* **TEXTAUSSCHNITT**:
○ ○ ○ ○
Das Haus "Fallingwater" bei Pittsburgh, das wohl bekannteste Wohnhaus des Architekten Frank Lloyd Wright, wird in der Dokumentation "Phönix aus der Asche" vorgestellt
Foto: Frank Lloyd Wright Foundation

Das Haus "Fallingwater" bei Pittsburgh, das wohl bekannteste Wohnhaus des Architekten Frank Lloyd Wright, wird in der Dokumentation "Phönix aus der Asche" vorgestellt

Die Filme im Dezember blicken auf Anfänge: Die Gründung der Black Panthers, die frühen Jahre der Clubkultur und den unebenen Weg, auf dem Frank Lloyd Wright zu einem der berühmtesten Architekten der Welt wurde   

 

Die Geschichte der Black Panthers 

Die sehenswerte Ausstellung "1 Million Rosen für Angela Davis" im Dresdner Lipsiusbau ist wie alle anderen musealen Kunstschauen bis mindestens zum 20. Dezember geschlossen. Über eines der historischen Themen, das dort omnipräsent ist - die Geschichte der Black Panther Party und ihr Einfluss auf gegenwärtige Protestkulturen - kann man sich in der Zwischenzeit mit einer neuen zweiteiligen Dokumentation von Stanley Nelson informieren. Die Schwarze Bürgerrechtsbewegung, mit der auch die Philosophin und Aktivistin Angela Davis assoziiert war, veränderte ab den späten 1960er-Jahren alle Bereiche der US-amerikanischen Gesellschaft - von der politischen Kultur über die politisierte Mode bis zur Popkultur. Auch zeitgenössische Künstlerinnen und Künstler wie Arthur Jafa oder Sadie Barnette untersuchen das Erbe der Panthers-Bildkulturen.
○ ○ ○ ○
* **GEZEIGTE DATENSÄTZE**:
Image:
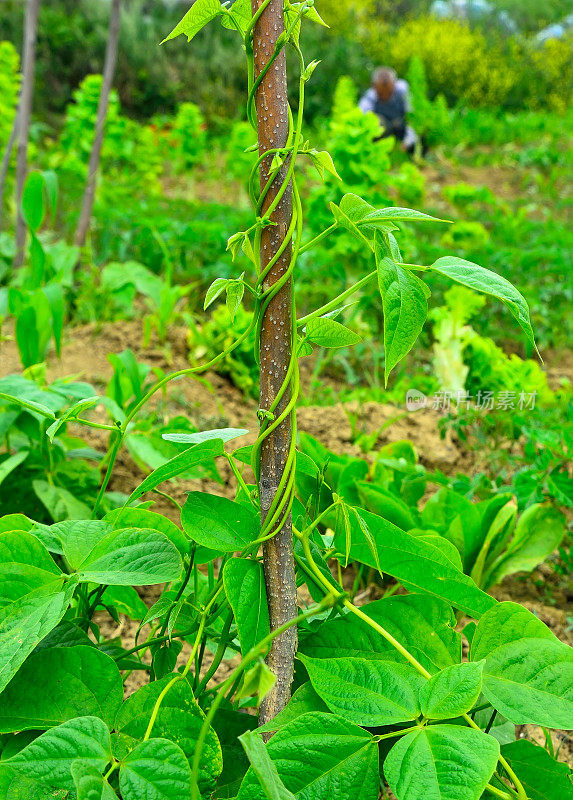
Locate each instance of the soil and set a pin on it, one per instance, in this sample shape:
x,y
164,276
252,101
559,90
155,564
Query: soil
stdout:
x,y
214,402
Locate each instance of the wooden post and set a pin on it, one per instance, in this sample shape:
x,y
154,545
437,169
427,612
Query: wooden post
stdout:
x,y
103,105
275,352
24,113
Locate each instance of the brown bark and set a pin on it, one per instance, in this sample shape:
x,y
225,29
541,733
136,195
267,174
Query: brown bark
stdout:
x,y
24,113
275,353
103,105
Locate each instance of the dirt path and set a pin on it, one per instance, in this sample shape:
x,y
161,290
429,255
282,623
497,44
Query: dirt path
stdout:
x,y
216,403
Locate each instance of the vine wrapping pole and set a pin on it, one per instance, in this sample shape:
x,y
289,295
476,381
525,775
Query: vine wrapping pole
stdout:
x,y
275,350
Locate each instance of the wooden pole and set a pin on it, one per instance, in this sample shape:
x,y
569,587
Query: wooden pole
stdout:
x,y
24,113
275,352
103,105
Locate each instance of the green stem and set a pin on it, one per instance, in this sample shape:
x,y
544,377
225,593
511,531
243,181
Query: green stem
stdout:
x,y
333,304
319,238
254,653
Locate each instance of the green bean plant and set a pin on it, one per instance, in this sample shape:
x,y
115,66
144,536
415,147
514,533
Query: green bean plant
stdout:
x,y
383,696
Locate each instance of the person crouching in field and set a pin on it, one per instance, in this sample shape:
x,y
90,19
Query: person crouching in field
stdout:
x,y
388,98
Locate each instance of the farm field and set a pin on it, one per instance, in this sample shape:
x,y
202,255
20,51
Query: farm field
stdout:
x,y
286,412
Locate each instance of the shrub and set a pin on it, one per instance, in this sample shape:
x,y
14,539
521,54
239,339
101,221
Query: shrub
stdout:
x,y
429,118
129,158
190,136
458,61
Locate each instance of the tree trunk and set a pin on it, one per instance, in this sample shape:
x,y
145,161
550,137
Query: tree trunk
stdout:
x,y
6,164
103,105
275,354
23,117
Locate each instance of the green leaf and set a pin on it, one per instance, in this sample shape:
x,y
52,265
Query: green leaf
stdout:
x,y
58,684
303,701
257,682
179,719
328,333
531,681
487,282
441,762
219,523
244,583
538,533
49,758
155,770
422,624
395,214
367,692
264,768
15,785
321,757
217,288
543,777
505,623
452,692
405,306
225,434
132,557
71,413
15,522
419,565
25,622
323,162
89,782
199,15
385,504
125,600
9,464
33,204
178,465
29,405
25,565
75,539
144,518
351,210
60,503
235,292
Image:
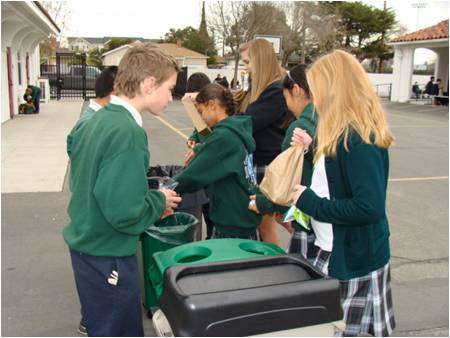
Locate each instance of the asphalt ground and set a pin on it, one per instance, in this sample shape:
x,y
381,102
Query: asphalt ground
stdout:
x,y
38,291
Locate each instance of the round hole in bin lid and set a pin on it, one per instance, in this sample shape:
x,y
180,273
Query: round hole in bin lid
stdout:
x,y
256,248
192,255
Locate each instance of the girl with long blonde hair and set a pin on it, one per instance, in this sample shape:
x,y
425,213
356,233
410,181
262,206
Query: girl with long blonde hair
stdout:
x,y
265,103
352,142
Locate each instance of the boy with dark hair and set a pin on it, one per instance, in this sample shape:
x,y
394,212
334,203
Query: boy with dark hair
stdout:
x,y
111,205
104,86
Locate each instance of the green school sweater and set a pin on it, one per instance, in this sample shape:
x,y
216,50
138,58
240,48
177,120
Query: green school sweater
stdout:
x,y
307,121
110,204
197,137
357,180
220,165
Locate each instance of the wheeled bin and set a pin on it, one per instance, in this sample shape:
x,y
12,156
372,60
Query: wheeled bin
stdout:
x,y
280,295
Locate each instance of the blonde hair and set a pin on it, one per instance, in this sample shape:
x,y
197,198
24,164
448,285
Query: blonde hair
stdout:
x,y
265,69
140,62
345,100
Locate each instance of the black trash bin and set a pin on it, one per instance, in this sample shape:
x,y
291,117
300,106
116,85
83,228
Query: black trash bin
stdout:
x,y
160,175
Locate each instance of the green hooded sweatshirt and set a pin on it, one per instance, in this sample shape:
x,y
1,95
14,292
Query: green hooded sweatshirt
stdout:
x,y
111,204
220,165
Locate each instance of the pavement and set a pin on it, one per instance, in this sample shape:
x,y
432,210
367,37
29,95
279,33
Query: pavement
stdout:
x,y
38,291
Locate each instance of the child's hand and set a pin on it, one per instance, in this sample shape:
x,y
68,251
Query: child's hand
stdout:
x,y
252,204
172,199
298,190
188,157
191,144
287,225
190,95
300,136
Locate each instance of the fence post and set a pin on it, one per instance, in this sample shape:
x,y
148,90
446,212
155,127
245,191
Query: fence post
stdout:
x,y
83,79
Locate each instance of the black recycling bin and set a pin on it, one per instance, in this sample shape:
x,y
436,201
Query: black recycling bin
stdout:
x,y
160,175
248,297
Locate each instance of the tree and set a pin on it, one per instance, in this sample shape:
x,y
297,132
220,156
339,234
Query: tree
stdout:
x,y
205,40
95,57
311,29
364,29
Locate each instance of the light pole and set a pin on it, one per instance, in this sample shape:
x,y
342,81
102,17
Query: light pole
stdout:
x,y
418,6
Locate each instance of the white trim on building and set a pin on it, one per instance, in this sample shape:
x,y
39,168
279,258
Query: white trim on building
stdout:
x,y
24,25
404,63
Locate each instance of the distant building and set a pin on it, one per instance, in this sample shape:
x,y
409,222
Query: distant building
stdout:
x,y
85,44
184,56
434,38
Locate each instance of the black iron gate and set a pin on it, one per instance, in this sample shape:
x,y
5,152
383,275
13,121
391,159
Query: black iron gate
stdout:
x,y
71,77
180,87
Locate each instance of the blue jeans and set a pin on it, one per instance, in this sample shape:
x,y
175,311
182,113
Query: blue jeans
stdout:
x,y
108,288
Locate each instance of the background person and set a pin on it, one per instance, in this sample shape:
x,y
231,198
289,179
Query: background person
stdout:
x,y
195,83
35,93
265,103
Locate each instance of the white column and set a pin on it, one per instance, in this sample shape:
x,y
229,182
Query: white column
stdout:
x,y
402,74
441,71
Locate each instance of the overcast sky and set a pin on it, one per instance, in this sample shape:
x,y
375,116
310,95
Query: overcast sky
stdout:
x,y
152,19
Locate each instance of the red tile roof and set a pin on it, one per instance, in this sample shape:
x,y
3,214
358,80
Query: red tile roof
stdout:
x,y
439,31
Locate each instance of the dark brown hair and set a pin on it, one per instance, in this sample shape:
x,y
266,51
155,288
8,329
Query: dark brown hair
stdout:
x,y
196,82
217,92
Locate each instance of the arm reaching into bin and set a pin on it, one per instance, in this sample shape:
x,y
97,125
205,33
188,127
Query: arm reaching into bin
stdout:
x,y
122,194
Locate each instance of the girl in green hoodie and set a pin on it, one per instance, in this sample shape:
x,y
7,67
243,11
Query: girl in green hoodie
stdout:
x,y
223,165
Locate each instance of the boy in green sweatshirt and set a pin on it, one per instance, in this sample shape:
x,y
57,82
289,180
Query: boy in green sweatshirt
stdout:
x,y
110,204
223,165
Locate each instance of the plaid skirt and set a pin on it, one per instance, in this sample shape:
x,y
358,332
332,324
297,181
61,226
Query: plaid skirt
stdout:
x,y
367,304
216,234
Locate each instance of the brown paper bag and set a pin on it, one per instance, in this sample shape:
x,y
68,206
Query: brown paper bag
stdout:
x,y
282,174
195,117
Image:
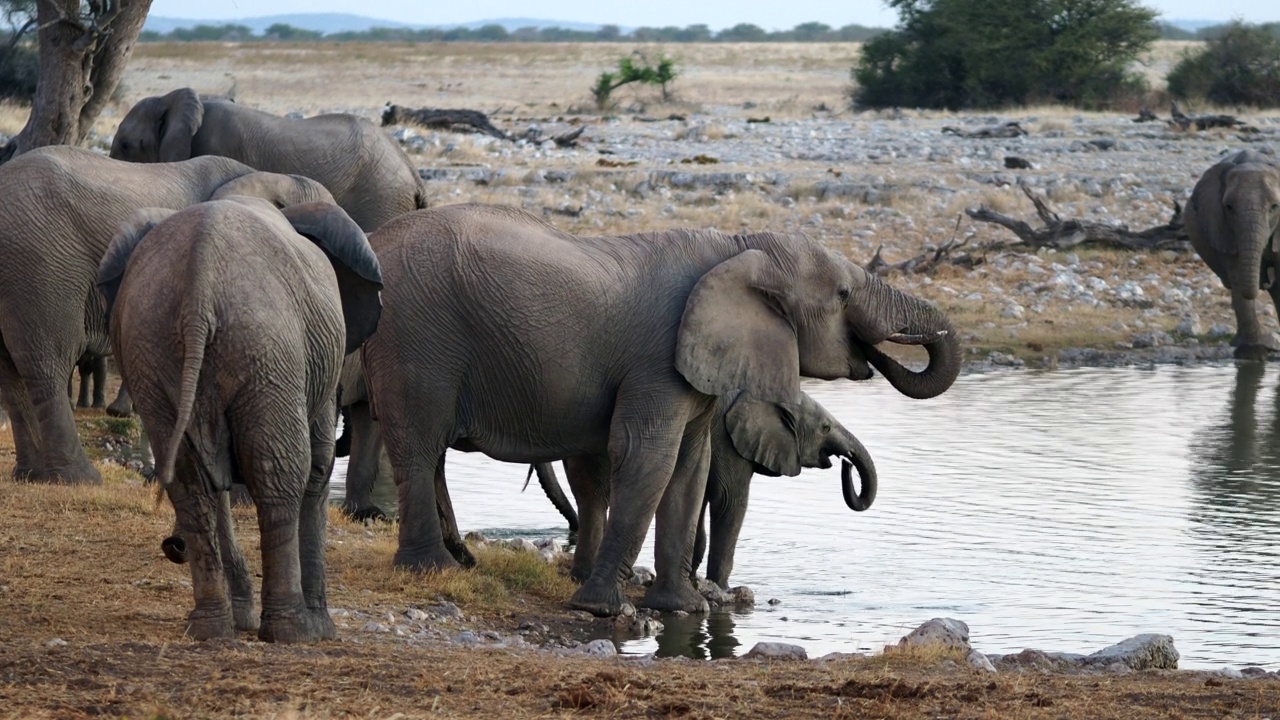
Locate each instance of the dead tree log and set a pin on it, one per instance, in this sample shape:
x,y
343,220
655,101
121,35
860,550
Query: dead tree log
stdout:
x,y
455,119
1063,235
1008,130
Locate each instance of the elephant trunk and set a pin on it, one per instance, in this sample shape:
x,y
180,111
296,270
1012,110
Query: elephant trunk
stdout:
x,y
854,455
912,320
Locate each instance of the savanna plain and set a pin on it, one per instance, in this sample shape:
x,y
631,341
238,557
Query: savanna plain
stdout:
x,y
754,137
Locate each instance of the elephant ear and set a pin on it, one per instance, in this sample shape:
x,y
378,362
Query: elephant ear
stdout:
x,y
764,433
360,278
736,332
277,188
177,126
110,270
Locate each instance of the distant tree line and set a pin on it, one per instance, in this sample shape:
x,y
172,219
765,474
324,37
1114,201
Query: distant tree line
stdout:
x,y
741,32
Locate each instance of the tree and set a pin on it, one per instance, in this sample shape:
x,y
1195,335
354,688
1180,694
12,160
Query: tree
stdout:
x,y
1239,65
988,53
83,48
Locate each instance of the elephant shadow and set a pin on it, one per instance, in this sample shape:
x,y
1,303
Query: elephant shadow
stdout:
○ ○ ○ ○
* **WAS ZU TUN IST**:
**a.** Nenne alle Personen, die im Textausschnitt mit Namen erwähnt werden.
**b.** Bis wann bleiben laut Textausschnitt alle musealen Kunstschauen mindestens geschlossen?
**c.** Führe bitte den Textausschnitt über die Dokumentationen im Dezember nach seinem letzten Satz weiter.
Die Datensätze sind eigenständiges Material und gehören nicht zum Textausschnitt.

* **ANTWORTEN**:
**a.** Frank Lloyd Wright, Angela Davis, Stanley Nelson, Arthur Jafa, Sadie Barnette

**b.** Bis mindestens zum 20. Dezember.

**c.**
Im Film erinnern sich Gründungsmitglieder, wie sich der Kampf gegen Rassismus formierte und sich die Black Panther Party als militanter Arm der Bürgerrechtsbewegung positionierte. Die Bilder von gewaltsamen Ausschreitungen und exzessiver Polizeigewalt wirken dabei im Jahr der weltweiten "Black Lives Matter"-Proteste unheimlich aktuell.   

"Black Panthers", 2 Teile, Arte-Mediathek, bis 14. Oktober 2021

Filmstill aus der Dokumentation "Black Panthers" 
Foto: Arte

Filmstill aus der Dokumentation "Black Panthers" 


Gekühlte Gefühle im Großmarkt 

An der schönen blauen Donau liegt der Großmarkt bestimmt nicht – der Schauplatz des deutschen Films "In den Gängen", mit dem der Berlinale-Wettbewerb 2018 ausklang. Eher irgendwo in Brandenburg. Doch Johann Strauss’ Donauwalzer und sanfte Kamerafahrten verwandeln die erste Szene in ein Gabelstaplerballett – in Erinnerung an den berühmten Raumschifftanz in "2001 – A Space Odyssey". Die Musik, die bei Kubrick das Weltall anwärmte, hilft in Thomas Stubers ("Teenage Angst", "Herbert") Film über die Ödnis der Lebensmittelregale und Tiefkühltruhen hinweg. Zur Nachtschicht schickt der Marktleiter klassische Klänge über die Lautsprecher, und am Ende der Arbeitszeit schüttelt er jedem Kollegen die Hand.

Christian (Franz Rogowski) fängt neu im Großmarkt an, ein blasser, stiller Typ, der sich aber schnell in die Arbeitsumgebung eingewöhnt. Bruno (Stefan Kurth) aus der Getränkeabteilung trainiert mit ihm das Gabelstaplerfahren, wird ihm ein väterlicher Freund. Nur die flirtfreudige "Süßwaren"-Marion (Sandra Hüller) bringt den jungen Mann aus dem Takt. Christian verliebt sich, was beim Üben mit dem Gabelstapler eher hinderlich ist.

Der Film demonstriert die Kunst des Weglassens. Informationen darüber, wo die Figuren herkommen, was sie außerhalb ihrer Arbeitszeit tun, wird in kleinen Dosen mitgeteilt. "In den Gängen" ist auch ein – nirgendwo ostalgischer – Film über die DDR, und was vom Arbeiterglück übrig blieb, als aus Arbeitern mit der Wende Konsumenten wurden. Es ist aber auch ein Film über das Träumen, die Sehnsuchtsräume und Fantasiereisen. Liebe ist möglich und unmöglich zugleich, im Großmarkt wie in der weiten Welt da draußen.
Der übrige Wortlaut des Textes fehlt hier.